━━━━━ Records for the exercise

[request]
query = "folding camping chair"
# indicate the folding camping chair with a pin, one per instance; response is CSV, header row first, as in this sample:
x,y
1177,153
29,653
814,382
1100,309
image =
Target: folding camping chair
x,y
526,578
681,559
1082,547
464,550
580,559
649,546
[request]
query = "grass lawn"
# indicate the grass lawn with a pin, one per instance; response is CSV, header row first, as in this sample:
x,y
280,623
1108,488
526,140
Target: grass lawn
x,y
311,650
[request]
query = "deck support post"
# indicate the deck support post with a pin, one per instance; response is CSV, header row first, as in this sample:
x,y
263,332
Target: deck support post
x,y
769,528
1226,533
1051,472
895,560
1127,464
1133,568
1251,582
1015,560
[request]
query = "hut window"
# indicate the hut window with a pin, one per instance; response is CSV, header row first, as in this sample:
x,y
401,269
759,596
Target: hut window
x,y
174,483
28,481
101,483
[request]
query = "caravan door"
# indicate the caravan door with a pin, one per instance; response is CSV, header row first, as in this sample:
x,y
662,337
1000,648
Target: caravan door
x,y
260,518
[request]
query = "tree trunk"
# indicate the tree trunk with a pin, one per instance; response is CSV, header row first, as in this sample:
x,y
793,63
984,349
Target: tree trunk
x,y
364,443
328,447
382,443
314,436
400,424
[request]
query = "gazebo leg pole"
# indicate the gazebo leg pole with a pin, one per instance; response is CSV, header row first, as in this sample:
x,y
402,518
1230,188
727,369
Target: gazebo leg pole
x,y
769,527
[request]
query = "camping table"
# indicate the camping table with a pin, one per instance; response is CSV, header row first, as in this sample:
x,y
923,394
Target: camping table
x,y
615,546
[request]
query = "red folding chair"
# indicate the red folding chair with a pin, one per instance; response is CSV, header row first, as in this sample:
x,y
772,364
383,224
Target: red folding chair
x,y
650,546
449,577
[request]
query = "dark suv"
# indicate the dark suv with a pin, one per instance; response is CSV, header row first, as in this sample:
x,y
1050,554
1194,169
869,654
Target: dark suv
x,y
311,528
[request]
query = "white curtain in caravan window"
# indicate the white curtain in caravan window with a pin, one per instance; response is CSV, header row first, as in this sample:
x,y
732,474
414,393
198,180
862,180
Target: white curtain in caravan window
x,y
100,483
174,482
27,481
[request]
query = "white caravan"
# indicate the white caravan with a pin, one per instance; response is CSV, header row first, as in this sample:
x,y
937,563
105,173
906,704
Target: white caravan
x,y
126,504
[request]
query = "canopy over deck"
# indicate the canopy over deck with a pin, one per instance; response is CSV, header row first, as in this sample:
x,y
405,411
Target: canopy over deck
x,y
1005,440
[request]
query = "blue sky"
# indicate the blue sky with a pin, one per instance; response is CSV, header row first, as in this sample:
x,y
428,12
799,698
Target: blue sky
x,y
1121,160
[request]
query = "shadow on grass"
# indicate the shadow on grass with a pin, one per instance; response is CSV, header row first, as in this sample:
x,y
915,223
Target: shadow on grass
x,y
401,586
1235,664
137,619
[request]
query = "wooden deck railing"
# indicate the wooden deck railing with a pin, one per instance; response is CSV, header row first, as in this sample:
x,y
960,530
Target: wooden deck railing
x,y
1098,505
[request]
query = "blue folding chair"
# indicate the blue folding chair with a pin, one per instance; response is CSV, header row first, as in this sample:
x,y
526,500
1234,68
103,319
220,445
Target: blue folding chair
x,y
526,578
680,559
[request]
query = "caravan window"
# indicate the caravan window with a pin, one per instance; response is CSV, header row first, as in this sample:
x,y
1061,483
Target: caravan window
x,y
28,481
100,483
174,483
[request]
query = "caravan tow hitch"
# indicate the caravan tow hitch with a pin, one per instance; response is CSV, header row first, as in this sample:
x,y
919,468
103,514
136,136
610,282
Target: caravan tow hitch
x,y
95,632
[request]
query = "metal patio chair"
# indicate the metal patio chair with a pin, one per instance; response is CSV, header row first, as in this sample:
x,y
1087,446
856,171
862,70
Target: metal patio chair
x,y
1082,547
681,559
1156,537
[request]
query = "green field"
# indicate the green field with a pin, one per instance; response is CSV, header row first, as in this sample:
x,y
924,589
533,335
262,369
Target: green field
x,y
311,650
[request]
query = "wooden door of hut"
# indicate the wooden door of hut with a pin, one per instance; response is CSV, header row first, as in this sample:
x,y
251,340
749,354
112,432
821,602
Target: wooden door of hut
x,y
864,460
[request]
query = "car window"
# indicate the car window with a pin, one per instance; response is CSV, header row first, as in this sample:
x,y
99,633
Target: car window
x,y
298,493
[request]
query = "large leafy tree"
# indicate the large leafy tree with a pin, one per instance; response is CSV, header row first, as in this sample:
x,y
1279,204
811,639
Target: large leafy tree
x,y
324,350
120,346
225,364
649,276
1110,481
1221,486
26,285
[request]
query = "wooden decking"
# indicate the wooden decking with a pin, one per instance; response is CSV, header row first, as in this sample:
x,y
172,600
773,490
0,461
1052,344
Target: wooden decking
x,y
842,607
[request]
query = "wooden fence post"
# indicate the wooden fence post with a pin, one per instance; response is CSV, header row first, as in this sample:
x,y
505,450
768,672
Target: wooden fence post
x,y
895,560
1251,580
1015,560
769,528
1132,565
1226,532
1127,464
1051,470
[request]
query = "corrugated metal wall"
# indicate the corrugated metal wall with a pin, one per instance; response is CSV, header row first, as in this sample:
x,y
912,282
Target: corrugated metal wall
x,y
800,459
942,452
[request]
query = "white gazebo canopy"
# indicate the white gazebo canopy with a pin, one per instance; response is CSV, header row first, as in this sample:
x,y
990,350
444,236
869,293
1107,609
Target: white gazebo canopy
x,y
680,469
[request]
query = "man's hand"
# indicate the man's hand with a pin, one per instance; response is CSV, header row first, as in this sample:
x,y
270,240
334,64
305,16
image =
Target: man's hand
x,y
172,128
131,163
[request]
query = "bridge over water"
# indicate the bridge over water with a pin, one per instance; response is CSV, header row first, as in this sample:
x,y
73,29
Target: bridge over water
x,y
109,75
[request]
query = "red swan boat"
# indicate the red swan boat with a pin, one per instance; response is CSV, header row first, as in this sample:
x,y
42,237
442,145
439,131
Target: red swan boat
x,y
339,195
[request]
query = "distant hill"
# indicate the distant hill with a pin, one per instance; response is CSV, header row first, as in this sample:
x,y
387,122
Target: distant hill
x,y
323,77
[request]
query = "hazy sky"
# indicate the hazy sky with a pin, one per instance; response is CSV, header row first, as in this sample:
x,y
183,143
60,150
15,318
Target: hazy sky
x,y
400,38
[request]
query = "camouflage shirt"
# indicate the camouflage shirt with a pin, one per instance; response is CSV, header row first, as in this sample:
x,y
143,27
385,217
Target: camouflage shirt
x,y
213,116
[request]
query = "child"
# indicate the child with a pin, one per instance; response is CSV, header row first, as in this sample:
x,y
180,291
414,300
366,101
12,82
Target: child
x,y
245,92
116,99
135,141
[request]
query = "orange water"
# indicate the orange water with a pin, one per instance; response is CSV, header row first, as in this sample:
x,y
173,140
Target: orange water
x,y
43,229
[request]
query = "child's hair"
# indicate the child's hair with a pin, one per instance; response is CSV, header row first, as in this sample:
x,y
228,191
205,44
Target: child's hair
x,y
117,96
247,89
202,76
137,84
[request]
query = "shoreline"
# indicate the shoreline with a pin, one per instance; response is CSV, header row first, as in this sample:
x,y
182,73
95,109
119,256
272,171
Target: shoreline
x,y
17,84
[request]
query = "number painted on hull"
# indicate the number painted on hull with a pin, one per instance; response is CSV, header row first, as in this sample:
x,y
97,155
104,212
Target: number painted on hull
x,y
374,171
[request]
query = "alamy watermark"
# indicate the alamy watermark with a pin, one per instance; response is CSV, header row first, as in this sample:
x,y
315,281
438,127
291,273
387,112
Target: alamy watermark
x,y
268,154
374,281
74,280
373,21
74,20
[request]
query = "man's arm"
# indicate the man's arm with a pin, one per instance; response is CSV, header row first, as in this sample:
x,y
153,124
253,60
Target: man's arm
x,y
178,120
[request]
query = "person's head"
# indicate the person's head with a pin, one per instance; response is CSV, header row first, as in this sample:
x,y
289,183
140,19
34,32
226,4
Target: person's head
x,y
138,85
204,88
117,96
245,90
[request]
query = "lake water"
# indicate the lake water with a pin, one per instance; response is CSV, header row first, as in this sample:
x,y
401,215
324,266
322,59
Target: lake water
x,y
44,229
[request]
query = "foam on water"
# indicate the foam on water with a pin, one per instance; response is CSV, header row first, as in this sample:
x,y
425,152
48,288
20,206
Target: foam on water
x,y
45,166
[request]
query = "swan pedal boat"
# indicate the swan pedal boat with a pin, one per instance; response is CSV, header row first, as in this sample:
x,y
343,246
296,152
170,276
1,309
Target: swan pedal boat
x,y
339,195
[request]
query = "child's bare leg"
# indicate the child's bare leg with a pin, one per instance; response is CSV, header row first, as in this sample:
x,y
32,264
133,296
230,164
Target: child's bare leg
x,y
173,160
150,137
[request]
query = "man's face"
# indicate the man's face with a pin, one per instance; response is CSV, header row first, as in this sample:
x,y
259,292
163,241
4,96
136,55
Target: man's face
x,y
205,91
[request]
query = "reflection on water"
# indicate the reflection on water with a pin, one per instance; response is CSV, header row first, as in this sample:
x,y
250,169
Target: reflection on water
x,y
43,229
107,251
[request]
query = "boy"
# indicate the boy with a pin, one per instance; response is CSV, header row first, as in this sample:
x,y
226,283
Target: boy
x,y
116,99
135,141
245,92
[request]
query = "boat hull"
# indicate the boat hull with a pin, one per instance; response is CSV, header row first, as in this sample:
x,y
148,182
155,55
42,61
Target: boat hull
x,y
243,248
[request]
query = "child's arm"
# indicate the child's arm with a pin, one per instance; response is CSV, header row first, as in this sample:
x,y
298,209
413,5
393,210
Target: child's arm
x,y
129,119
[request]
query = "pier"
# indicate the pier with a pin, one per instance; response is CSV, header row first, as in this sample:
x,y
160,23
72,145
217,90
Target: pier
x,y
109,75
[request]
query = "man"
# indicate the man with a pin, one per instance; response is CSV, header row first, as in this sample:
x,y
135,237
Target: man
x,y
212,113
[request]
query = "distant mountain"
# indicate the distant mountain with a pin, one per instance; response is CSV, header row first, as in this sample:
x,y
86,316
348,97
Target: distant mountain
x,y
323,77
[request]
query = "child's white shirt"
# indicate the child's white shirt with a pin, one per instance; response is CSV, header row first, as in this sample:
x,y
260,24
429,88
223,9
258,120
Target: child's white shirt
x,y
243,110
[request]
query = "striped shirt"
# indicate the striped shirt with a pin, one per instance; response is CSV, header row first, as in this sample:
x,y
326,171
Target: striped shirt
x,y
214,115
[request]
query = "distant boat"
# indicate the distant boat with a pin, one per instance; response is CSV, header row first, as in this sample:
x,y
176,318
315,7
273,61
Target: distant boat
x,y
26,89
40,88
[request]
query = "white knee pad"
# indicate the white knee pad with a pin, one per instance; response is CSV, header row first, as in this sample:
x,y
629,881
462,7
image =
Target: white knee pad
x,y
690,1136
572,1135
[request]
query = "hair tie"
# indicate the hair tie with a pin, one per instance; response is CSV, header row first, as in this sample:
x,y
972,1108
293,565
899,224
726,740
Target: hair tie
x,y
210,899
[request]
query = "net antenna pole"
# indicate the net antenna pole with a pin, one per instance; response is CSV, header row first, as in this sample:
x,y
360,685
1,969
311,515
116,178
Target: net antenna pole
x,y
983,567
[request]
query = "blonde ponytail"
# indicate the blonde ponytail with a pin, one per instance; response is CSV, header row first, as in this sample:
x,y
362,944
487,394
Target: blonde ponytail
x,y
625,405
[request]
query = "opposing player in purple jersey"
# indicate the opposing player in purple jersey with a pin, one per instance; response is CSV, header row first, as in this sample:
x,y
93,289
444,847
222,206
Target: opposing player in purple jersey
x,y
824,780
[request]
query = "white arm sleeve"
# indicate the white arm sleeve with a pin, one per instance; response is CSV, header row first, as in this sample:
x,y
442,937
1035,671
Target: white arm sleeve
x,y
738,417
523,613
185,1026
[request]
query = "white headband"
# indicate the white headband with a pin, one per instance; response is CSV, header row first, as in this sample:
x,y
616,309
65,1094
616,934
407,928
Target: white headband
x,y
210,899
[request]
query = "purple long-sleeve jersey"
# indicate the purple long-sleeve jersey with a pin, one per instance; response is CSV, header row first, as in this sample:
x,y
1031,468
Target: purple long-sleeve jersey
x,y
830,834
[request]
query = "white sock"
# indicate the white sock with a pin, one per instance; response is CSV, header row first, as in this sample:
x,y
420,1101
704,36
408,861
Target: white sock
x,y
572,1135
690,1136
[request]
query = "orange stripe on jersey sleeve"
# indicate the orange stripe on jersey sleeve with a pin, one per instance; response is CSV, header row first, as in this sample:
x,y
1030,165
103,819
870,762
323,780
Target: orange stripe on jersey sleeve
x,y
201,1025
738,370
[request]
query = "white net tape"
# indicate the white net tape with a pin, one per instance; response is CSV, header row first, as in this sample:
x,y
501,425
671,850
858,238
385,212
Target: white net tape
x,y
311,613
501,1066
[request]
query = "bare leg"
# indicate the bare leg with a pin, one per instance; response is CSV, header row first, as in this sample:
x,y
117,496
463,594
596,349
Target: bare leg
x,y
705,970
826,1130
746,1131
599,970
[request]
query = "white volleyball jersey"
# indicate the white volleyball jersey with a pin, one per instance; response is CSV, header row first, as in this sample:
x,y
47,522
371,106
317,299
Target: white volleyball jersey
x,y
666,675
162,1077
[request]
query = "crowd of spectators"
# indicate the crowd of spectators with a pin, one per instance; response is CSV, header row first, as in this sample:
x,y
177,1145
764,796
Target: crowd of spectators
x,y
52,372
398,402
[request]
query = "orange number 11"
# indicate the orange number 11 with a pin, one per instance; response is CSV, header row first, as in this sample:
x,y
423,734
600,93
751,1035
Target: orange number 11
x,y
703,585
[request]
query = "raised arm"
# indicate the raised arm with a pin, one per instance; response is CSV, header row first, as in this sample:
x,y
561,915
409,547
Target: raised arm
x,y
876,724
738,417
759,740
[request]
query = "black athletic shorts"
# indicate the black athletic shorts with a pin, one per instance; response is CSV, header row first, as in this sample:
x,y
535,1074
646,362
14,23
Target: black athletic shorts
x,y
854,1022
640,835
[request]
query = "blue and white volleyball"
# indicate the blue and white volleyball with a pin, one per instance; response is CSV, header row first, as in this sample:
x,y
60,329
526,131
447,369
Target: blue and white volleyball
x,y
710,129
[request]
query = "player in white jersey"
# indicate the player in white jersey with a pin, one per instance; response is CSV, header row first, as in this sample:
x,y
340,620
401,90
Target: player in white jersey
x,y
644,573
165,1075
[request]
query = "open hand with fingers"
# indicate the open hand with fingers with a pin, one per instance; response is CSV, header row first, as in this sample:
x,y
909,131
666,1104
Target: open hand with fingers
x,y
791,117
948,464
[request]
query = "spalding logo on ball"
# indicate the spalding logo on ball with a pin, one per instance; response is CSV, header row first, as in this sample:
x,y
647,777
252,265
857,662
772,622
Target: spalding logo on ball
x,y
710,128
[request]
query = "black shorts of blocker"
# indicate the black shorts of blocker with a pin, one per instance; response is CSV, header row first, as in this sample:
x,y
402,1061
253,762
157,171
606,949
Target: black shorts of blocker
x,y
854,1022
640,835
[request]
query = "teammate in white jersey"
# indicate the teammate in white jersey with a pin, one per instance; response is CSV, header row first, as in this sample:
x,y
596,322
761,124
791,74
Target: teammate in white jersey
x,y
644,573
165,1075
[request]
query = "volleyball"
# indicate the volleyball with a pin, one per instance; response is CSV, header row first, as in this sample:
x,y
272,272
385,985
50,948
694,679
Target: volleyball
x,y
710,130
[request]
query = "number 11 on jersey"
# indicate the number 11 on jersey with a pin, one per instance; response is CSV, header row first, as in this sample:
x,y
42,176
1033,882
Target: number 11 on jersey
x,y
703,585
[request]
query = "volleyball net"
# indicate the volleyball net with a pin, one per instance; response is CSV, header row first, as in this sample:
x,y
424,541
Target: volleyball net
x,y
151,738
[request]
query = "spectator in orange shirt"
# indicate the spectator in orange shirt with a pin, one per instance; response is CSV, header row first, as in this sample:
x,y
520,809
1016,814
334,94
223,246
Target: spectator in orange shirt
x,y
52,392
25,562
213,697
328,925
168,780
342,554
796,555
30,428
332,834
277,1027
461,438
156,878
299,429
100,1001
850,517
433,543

━━━━━━━━━━

Instruction: Extract every line of the material above that contains the word "leafy".

Completed task:
query = "large leafy tree"
# indicate the large leafy tree with a pin, one per instance; response is CSV, header row first, as in this sample:
Target: large leafy tree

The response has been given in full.